Exercise materials:
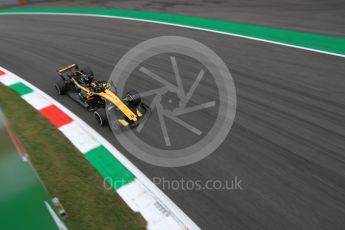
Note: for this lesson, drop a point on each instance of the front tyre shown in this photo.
(101, 116)
(60, 86)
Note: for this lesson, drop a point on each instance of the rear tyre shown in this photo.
(60, 86)
(101, 116)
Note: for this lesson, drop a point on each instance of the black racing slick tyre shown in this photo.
(101, 116)
(60, 86)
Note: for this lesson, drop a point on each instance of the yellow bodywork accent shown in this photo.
(139, 113)
(113, 98)
(123, 122)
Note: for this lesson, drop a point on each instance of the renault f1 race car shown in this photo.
(81, 86)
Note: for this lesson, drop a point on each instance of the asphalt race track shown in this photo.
(287, 141)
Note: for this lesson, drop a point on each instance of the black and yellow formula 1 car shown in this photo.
(81, 86)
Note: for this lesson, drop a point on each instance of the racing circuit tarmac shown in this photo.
(287, 141)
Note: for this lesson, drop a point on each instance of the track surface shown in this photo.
(287, 142)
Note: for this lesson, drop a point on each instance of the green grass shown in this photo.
(65, 172)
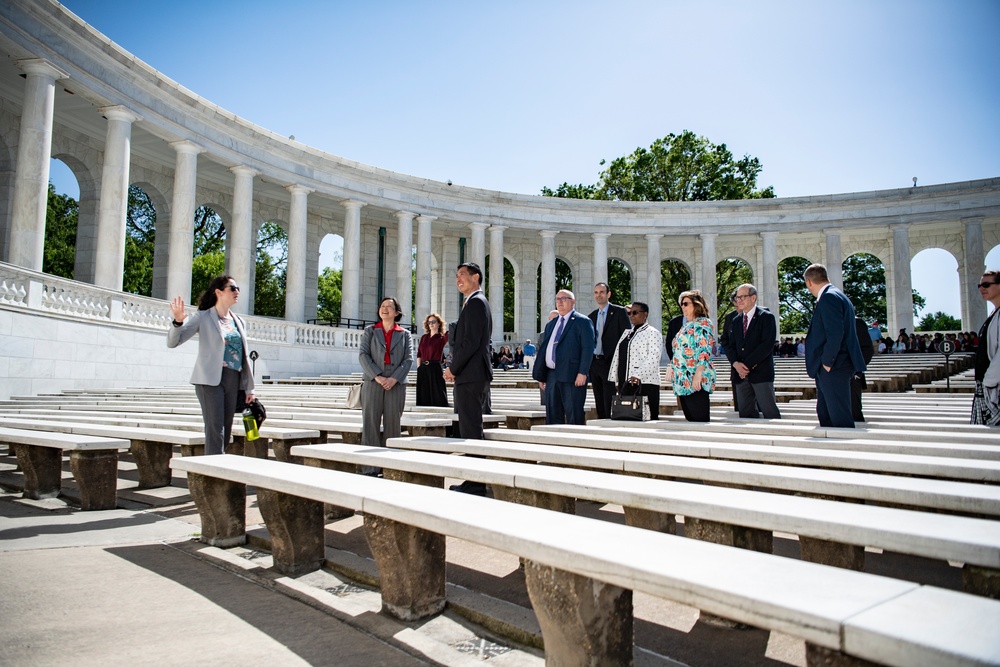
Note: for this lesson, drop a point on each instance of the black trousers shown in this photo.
(696, 406)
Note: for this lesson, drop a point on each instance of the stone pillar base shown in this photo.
(296, 528)
(411, 565)
(96, 474)
(583, 621)
(541, 499)
(153, 462)
(42, 467)
(222, 508)
(847, 556)
(983, 581)
(662, 522)
(334, 512)
(820, 656)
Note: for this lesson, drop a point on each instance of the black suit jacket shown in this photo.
(615, 324)
(470, 344)
(756, 347)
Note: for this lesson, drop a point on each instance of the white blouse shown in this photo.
(643, 358)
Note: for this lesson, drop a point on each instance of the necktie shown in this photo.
(599, 347)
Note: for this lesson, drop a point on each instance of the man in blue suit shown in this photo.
(833, 354)
(564, 357)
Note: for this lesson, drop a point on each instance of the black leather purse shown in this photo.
(630, 406)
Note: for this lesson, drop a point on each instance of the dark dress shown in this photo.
(431, 388)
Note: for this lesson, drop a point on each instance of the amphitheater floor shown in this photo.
(133, 586)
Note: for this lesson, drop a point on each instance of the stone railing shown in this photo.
(32, 290)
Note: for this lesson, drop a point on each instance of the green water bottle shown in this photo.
(250, 425)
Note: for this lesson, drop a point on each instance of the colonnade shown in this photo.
(699, 246)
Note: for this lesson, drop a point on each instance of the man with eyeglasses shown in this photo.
(610, 322)
(751, 353)
(564, 357)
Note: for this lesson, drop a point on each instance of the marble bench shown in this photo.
(93, 461)
(591, 567)
(830, 532)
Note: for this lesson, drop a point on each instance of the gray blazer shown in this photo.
(372, 354)
(211, 345)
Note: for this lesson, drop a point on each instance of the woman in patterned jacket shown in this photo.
(692, 373)
(637, 358)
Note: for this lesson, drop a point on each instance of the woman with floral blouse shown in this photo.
(691, 372)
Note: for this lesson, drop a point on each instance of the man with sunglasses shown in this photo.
(610, 322)
(751, 353)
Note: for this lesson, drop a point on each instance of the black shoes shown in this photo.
(472, 488)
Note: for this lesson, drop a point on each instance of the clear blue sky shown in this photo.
(832, 97)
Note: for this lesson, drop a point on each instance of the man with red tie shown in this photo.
(751, 352)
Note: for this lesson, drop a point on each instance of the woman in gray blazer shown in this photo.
(386, 355)
(223, 365)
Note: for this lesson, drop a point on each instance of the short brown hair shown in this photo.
(697, 300)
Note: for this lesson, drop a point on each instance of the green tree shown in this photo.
(140, 242)
(674, 279)
(61, 216)
(678, 167)
(939, 321)
(329, 294)
(864, 284)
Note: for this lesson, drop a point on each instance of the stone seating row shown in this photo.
(830, 532)
(591, 567)
(93, 460)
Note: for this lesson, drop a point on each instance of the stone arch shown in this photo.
(676, 276)
(621, 279)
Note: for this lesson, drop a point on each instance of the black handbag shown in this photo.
(630, 406)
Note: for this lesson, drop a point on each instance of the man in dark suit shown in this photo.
(470, 368)
(858, 381)
(833, 353)
(610, 322)
(564, 357)
(751, 352)
(726, 339)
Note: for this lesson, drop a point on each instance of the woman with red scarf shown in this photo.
(386, 356)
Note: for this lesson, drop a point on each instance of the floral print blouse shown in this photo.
(693, 348)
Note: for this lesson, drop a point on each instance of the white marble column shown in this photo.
(295, 273)
(654, 288)
(547, 295)
(902, 302)
(113, 206)
(601, 260)
(834, 260)
(768, 287)
(351, 277)
(477, 250)
(26, 243)
(241, 249)
(182, 220)
(496, 281)
(708, 273)
(422, 307)
(970, 273)
(404, 263)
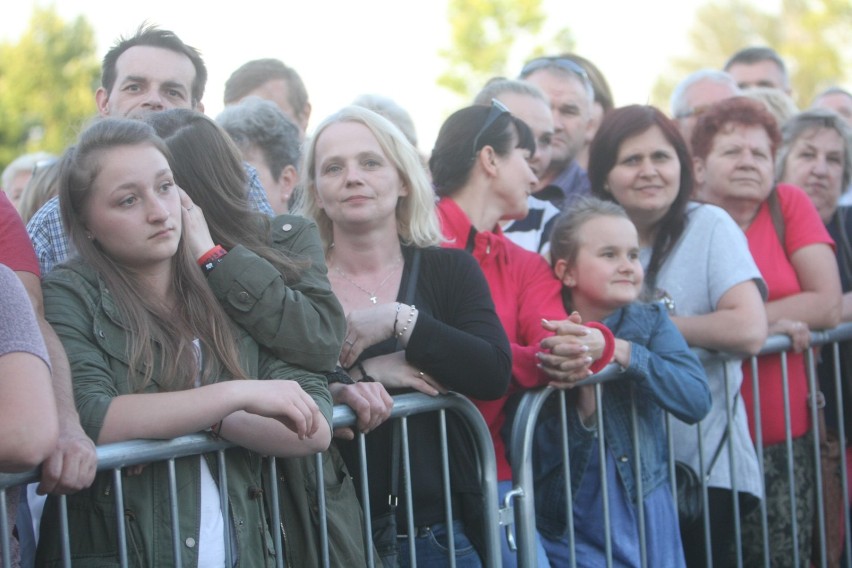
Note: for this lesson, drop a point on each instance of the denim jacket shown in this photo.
(663, 375)
(87, 320)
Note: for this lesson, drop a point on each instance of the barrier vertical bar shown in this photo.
(813, 404)
(448, 499)
(324, 552)
(173, 509)
(119, 514)
(277, 526)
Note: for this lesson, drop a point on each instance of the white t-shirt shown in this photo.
(711, 257)
(211, 535)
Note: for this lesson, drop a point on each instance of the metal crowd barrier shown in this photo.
(115, 457)
(520, 448)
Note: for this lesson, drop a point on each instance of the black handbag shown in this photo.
(384, 526)
(690, 500)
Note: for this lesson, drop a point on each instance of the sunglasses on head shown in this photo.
(498, 109)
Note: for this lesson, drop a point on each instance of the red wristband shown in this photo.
(609, 346)
(216, 252)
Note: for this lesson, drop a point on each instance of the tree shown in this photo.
(810, 35)
(46, 85)
(486, 34)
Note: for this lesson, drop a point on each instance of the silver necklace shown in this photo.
(373, 298)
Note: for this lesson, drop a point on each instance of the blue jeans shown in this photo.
(510, 557)
(431, 545)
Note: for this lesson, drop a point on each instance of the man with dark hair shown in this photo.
(526, 101)
(270, 142)
(759, 67)
(271, 79)
(571, 97)
(150, 71)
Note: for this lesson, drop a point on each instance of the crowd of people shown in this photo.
(172, 273)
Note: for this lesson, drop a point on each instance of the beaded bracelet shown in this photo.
(208, 267)
(216, 252)
(412, 311)
(395, 318)
(364, 376)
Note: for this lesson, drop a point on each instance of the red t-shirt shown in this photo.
(802, 227)
(524, 291)
(16, 249)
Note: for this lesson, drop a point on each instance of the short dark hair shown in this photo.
(258, 72)
(151, 35)
(752, 55)
(627, 122)
(454, 153)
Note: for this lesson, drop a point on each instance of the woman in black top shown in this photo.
(368, 192)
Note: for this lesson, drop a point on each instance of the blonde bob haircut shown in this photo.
(416, 219)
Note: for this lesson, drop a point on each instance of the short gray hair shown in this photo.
(391, 110)
(500, 85)
(810, 120)
(678, 103)
(259, 123)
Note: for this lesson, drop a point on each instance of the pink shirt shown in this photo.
(524, 291)
(16, 250)
(803, 227)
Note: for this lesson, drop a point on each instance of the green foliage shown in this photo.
(47, 81)
(810, 35)
(486, 34)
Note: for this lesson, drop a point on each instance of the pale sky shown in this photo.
(343, 48)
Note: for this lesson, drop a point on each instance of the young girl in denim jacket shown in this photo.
(595, 252)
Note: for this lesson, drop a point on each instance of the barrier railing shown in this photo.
(116, 457)
(520, 448)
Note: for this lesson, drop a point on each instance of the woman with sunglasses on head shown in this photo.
(481, 173)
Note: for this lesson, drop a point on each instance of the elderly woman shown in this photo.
(697, 261)
(418, 316)
(816, 155)
(734, 146)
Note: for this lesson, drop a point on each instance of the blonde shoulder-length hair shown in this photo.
(416, 217)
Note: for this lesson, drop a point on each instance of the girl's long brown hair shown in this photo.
(160, 337)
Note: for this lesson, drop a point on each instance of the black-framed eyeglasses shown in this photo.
(560, 62)
(498, 109)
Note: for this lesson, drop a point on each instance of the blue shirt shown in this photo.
(50, 240)
(571, 184)
(663, 375)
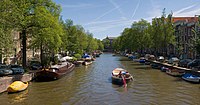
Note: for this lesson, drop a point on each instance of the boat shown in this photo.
(121, 76)
(191, 78)
(175, 72)
(54, 72)
(87, 63)
(78, 63)
(163, 69)
(17, 86)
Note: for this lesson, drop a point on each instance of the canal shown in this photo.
(91, 85)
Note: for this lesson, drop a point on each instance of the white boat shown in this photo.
(191, 78)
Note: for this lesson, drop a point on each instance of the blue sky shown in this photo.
(109, 17)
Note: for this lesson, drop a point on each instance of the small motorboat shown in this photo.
(17, 86)
(175, 72)
(121, 76)
(191, 78)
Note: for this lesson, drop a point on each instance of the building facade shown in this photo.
(185, 35)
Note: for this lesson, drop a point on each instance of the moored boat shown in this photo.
(121, 76)
(191, 78)
(17, 86)
(175, 72)
(87, 63)
(54, 72)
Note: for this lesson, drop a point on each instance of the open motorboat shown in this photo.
(17, 86)
(121, 76)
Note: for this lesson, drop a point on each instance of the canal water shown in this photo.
(91, 85)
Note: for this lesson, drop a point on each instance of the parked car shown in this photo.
(17, 69)
(4, 70)
(184, 62)
(35, 65)
(161, 59)
(194, 63)
(173, 60)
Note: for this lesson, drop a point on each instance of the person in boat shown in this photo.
(122, 73)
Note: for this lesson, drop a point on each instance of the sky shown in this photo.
(109, 17)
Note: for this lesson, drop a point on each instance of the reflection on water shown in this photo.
(91, 85)
(18, 97)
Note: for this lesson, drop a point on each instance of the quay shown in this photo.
(197, 72)
(7, 80)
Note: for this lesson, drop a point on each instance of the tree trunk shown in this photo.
(1, 56)
(24, 48)
(41, 55)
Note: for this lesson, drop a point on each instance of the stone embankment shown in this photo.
(7, 80)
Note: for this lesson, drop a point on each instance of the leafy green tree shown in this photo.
(22, 16)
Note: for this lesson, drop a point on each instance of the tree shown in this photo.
(20, 15)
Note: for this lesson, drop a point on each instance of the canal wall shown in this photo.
(7, 80)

What the exercise asks: Repeat the records word for word, from the line containing "trunk shown in this photo." through the end of the records.

Exercise solution:
Note: for this lesson, drop a point on each instance of the tree trunk shown in this photo.
(1, 56)
(24, 48)
(41, 55)
Note: for this lesson, drop a point on each instance of the stone embankment shown in this photo.
(7, 80)
Note: for this lesson, drop a point on each instance of the leafy green tree shown in this photo.
(22, 16)
Note: for this lesson, drop a point on each instance of the tree shown in this photo.
(20, 15)
Note: for this lesson, drop a point on each instance of the canal wall shown in this photo.
(7, 80)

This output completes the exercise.